- Enregistrements fournis:
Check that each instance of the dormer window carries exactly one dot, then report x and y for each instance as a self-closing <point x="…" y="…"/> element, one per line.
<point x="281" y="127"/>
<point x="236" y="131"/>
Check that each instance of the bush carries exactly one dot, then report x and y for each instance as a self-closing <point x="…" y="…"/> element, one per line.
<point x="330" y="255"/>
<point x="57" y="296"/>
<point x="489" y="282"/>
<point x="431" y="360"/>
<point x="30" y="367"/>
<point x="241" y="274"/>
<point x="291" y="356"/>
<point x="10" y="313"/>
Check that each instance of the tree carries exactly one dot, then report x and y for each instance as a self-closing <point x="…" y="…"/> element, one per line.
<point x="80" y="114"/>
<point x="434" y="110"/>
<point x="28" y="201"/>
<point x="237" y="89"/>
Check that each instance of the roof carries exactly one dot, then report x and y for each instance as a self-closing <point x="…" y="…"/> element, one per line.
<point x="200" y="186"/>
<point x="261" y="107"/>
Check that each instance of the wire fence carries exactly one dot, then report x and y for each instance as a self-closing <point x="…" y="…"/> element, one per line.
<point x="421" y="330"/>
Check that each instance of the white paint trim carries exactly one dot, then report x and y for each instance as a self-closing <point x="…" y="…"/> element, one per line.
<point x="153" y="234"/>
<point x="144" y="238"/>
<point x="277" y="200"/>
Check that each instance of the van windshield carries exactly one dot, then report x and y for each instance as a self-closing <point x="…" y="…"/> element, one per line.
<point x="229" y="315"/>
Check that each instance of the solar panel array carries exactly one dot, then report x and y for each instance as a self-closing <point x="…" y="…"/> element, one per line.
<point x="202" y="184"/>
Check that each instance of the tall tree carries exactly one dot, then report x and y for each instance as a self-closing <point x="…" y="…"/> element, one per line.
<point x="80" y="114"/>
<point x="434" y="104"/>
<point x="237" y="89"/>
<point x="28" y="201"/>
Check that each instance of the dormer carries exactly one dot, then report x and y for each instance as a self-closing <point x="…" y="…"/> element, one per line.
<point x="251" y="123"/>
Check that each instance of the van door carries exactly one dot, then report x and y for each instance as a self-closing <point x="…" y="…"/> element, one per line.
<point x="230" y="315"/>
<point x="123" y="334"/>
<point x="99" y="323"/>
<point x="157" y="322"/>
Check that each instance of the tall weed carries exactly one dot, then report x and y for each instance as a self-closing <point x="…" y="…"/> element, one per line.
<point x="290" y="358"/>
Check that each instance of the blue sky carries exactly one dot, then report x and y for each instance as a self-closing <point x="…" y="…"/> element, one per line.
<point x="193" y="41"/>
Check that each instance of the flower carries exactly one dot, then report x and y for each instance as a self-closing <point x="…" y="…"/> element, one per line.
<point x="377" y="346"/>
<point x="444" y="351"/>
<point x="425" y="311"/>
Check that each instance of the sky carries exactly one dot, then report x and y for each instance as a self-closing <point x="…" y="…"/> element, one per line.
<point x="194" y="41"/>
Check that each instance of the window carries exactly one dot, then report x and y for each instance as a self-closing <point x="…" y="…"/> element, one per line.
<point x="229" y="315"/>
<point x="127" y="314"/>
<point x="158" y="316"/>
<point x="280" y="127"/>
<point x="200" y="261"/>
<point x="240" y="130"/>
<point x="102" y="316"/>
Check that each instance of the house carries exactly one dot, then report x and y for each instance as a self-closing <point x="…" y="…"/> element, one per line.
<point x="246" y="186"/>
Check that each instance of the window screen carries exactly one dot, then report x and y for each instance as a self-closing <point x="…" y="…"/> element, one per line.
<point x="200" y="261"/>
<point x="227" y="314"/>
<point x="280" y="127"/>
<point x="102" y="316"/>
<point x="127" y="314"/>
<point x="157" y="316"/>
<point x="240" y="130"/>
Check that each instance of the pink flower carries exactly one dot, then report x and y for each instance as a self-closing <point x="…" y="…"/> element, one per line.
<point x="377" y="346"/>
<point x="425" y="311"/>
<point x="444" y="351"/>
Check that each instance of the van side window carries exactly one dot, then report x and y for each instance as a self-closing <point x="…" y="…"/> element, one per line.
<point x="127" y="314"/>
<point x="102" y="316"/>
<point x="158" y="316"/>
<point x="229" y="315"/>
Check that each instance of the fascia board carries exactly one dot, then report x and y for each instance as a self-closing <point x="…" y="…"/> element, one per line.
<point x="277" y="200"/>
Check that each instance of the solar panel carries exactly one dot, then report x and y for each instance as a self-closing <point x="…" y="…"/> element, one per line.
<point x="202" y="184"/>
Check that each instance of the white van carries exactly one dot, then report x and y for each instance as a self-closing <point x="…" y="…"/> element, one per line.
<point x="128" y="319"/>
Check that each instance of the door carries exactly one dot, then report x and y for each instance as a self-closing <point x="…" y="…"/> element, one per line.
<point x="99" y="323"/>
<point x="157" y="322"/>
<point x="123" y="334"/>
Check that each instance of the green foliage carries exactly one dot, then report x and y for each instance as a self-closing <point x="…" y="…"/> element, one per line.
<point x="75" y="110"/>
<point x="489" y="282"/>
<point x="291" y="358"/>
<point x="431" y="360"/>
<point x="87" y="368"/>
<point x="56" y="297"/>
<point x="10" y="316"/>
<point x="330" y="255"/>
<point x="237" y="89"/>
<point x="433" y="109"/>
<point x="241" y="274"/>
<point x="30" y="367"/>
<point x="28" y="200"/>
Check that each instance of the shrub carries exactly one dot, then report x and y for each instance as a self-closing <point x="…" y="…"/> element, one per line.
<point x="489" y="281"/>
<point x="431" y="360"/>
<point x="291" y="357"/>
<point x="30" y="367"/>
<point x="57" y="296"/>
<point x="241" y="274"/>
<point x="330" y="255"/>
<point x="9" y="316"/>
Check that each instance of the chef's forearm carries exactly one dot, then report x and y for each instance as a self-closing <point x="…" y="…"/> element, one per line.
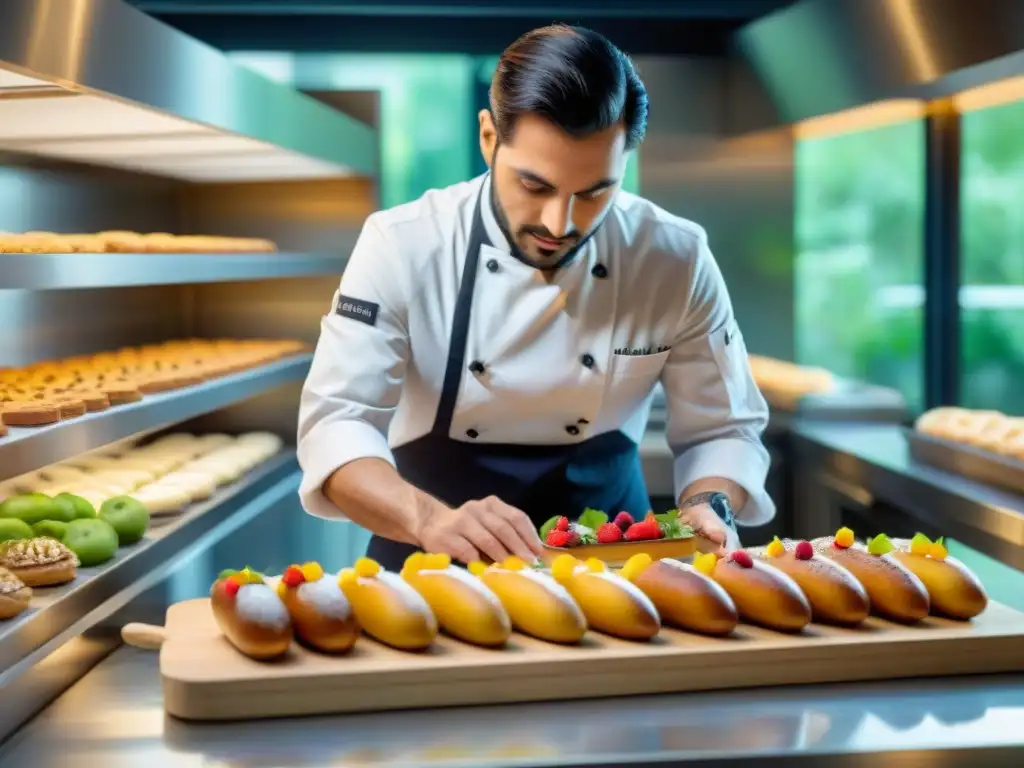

- À faire:
Relevez et recopiez intégralement chaque ligne des enregistrements contenant la chaîne « dormer », en tenant compte de la casse.

- Réponse complète:
Check that each instance of the dormer window carries exactly one dot, then report x and y for each instance as a self-closing <point x="…" y="…"/> element, one per line.
Check that each instance of the dormer carries exactly one dot, then report x and y for each instance as a self-closing <point x="…" y="…"/> element, one per line.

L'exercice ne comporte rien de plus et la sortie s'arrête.